> Work to complete
I would like you to return all of the records exactly as they stand.

(Beginning of Data to process)

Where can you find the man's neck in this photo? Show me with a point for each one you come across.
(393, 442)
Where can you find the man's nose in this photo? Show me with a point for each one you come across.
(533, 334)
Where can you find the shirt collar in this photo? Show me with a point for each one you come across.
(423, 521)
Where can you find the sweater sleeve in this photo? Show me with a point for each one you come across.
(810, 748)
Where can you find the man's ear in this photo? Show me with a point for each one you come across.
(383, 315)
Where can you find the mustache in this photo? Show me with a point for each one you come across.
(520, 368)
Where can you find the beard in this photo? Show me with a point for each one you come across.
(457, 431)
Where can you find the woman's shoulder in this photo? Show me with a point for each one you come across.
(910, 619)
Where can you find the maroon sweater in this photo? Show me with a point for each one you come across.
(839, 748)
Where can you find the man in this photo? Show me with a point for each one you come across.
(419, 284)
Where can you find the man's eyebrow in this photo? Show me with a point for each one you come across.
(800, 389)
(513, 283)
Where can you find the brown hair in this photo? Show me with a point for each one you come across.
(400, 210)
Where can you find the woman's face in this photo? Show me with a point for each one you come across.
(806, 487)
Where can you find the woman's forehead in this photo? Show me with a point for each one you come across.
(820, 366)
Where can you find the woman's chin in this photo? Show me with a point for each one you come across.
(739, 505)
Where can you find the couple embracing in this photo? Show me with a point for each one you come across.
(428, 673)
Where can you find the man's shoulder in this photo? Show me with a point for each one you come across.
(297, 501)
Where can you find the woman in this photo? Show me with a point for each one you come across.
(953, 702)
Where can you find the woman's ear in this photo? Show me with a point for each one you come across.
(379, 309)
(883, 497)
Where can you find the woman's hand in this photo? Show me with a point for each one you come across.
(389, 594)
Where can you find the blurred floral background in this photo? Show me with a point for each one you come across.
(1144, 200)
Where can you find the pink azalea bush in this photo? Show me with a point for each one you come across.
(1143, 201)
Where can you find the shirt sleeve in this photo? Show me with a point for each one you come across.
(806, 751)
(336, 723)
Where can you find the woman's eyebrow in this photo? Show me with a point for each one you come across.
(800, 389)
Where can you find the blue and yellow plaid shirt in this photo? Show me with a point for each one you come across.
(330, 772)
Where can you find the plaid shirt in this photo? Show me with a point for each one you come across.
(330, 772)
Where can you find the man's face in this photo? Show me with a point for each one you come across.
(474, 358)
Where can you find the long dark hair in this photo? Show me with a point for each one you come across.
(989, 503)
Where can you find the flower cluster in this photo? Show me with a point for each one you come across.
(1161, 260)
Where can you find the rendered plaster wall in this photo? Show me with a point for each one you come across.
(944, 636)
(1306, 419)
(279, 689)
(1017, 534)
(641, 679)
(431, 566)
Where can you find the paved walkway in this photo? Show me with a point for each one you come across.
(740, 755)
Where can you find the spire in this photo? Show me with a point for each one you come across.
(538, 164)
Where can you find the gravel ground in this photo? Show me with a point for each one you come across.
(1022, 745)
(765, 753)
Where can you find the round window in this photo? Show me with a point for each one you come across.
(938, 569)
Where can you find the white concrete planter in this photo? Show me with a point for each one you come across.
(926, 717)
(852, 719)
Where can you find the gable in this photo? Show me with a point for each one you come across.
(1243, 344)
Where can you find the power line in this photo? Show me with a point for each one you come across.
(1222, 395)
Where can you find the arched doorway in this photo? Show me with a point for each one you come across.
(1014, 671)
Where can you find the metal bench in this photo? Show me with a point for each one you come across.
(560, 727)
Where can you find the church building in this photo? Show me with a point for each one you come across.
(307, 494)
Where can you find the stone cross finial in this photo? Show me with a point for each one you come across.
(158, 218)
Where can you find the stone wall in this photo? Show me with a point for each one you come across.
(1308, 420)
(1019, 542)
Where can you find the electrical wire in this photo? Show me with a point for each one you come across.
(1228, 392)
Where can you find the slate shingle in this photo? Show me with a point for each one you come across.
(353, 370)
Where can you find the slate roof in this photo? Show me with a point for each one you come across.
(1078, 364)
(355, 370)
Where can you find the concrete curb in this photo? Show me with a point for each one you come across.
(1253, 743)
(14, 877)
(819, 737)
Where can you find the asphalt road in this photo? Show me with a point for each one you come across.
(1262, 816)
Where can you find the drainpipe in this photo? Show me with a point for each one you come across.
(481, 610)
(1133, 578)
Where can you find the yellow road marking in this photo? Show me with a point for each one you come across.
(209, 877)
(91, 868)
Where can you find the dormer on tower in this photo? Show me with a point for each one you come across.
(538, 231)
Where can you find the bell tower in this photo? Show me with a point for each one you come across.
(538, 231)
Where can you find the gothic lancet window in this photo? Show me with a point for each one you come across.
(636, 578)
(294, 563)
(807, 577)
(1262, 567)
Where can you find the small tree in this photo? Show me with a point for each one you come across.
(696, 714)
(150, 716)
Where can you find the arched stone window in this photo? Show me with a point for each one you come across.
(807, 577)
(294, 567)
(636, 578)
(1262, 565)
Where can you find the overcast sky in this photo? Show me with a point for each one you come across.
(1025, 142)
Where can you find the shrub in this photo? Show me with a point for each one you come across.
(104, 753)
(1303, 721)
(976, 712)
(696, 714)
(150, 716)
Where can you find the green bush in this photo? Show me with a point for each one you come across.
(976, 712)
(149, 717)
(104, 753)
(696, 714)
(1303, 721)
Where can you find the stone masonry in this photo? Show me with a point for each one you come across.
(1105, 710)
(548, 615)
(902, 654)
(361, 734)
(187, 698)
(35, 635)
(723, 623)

(End of Data to process)

> Written solution
Where can you find the man's neck in this photo? Show me with a point for each one you come across.
(393, 442)
Where can you find the man's nose in this photo? Show me with a point for each one you come across.
(533, 334)
Where can you find the shirt collar in this photo? Show me with a point for each one you come across.
(423, 521)
Where can you find the sweater sleeve in this photo? Show me with a point for each one you come across.
(810, 748)
Where can you find the man's ear in this photo? Show me with a point for each one you come across.
(383, 315)
Where can you find the mustache in this photo? Show me with a point for each one you come across.
(520, 368)
Where can you find the beard in this photo? Show me with a point for each one you come across.
(457, 431)
Where can you find the woman's shoulder in this photo? Show me with a point for each one you come across.
(910, 619)
Where can you find the maroon sweater in this photo? Show me with a point for each one you come across.
(839, 748)
Where can you find the man in this photo? Show me with a point for each one you come across.
(419, 284)
Where can you find the man's eyebrow in this photo? Show me with a point for each one you come across.
(800, 389)
(513, 283)
Where can you find the brown hair in this photo? Show me with a point for each one you come across.
(400, 210)
Where can you find the woman's face in this photo? Show me with a point for each one you come across.
(806, 487)
Where can you find the woman's forehead in this photo? Show me with a point for each one you come across.
(820, 366)
Where can you find the woman's chin in this photo? Show me with a point for each one you come across.
(739, 505)
Where can you find the couple embracing in this photo? Show me with a point for each one you come across.
(428, 673)
Where can you find the man's shoulder in this photo? Show me with a point for each one you come across.
(297, 501)
Where can you find the woman in this photo? Show me with a point for each one you come across.
(953, 702)
Where can you find the woman's ear in this photo? Show me with a point for each one you come across.
(379, 309)
(883, 497)
Where can you find the woman's hand in this photo? Show me with a point for each one you come across.
(389, 594)
Where can you find the blurred floral background in this photo? Show me with a point for each one you come across.
(1144, 200)
Where can you find the pink azalea bush in this photo? Show me with a point for each one you come across.
(1143, 201)
Where can you find the shirt sleeve in this photo? Show me with a point for each one you come across.
(806, 751)
(336, 723)
Where can you find the woman's eyebrow in this photo? Show me with a point for each one you come across.
(800, 389)
Where can you find the blue and yellow plaid shirt in this photo? Show me with a point for each one you come across.
(330, 772)
Where can you find the plaid shirt in this photo? Show me with a point for each one you come across.
(330, 772)
Where can you find the man's face in this photo? Show me with a point for each one you come across.
(474, 358)
Where can you find the long dark hair in this photo? Show me with a point for each one you come across.
(989, 503)
Where can you find the flower cluster in this photo? Show me with a point for each one you come across.
(1161, 260)
Where can you find the rendered plaster wall in this photo? Show me with a point for each one you come across.
(944, 636)
(1306, 419)
(279, 689)
(1017, 534)
(641, 679)
(431, 566)
Where can you find the paved walkway in this photo? Show me with a point for each one you come across.
(740, 755)
Where can you find the spire in this photo? Show me with a point for each one you come across.
(538, 164)
Where can you find the gravel ground in this photo? Show me with a point for each one you come across.
(1022, 745)
(765, 753)
Where can you find the round window in this photo? Show me with a point for each one you come across.
(938, 569)
Where can you find the white concrete planter in this photo? Show me with a point for each one you come across.
(926, 717)
(852, 719)
Where can you find the gable in this photo? Show me with a point for each one you come across.
(1243, 344)
Where can you find the power line in this photo? Show me with a point for each one you come across.
(1222, 395)
Where can you find the arched doorway in this photo? Show me with a point for each one you come across.
(1014, 671)
Where can you find the metal bench in this photo? Show me with a point for each one you come across.
(560, 727)
Where can you find the church building in this photo? Show me with a point for each one you come across.
(307, 494)
Where can you find the stone cross finial in this photo? Show me with a point for each one you come across.
(158, 218)
Where can you find the stone wall in this photo? Show me with a point for each one you come across.
(1308, 420)
(1019, 542)
Where can you find the electrical wire in this photo? Show me with a point for each one you come across.
(1228, 392)
Where can you find the slate shingle in this photo? Show me with a point for each one you come across.
(353, 370)
Where can you find the slate roof in this photo? Show me with a point for each one you come across.
(1078, 364)
(355, 370)
Where can you find the concrete curb in this photo? Show me with a point for each one you come across.
(1253, 743)
(14, 877)
(819, 737)
Where can you find the asphalt road in this photo? Show me with a point for each one you come across.
(1262, 816)
Where can you find the drainpipe in this photo? Show me with a point for each one you come across.
(481, 610)
(1133, 578)
Where can you find the yellow road marking in this photo? Show me with a point for each one you come across.
(209, 877)
(91, 868)
Where can you find the dormer on tower in this photo? Show me with a point for each one you come across.
(538, 231)
Where can you find the bell tower in this photo? Show me with a point for each one you come across.
(538, 231)
Where can you find the gothic lancet window in this photo? Show me with a point for each one you come across.
(636, 578)
(294, 563)
(807, 577)
(1262, 567)
Where can you find the small tree in this photo? Show me with a point for each one you come across.
(696, 714)
(150, 716)
Where can you find the arched stone window in this photo? Show me with a point for each one you come across.
(807, 577)
(294, 567)
(636, 578)
(1262, 565)
Where can you find the overcast sky in this photo? Show me with a point for each one you come across.
(1025, 142)
Where can you find the shrub in this photo? Show me with a point for each one you come across.
(104, 753)
(1303, 721)
(976, 712)
(696, 714)
(150, 716)
Where can you find the green bush in this photo? Show me with a point for each one you come across.
(976, 712)
(149, 717)
(104, 753)
(696, 714)
(1303, 721)
Where can you find the stone masonry in this photo? Show me with a point for each one you come across.
(1105, 710)
(548, 615)
(902, 654)
(361, 734)
(187, 698)
(35, 635)
(723, 623)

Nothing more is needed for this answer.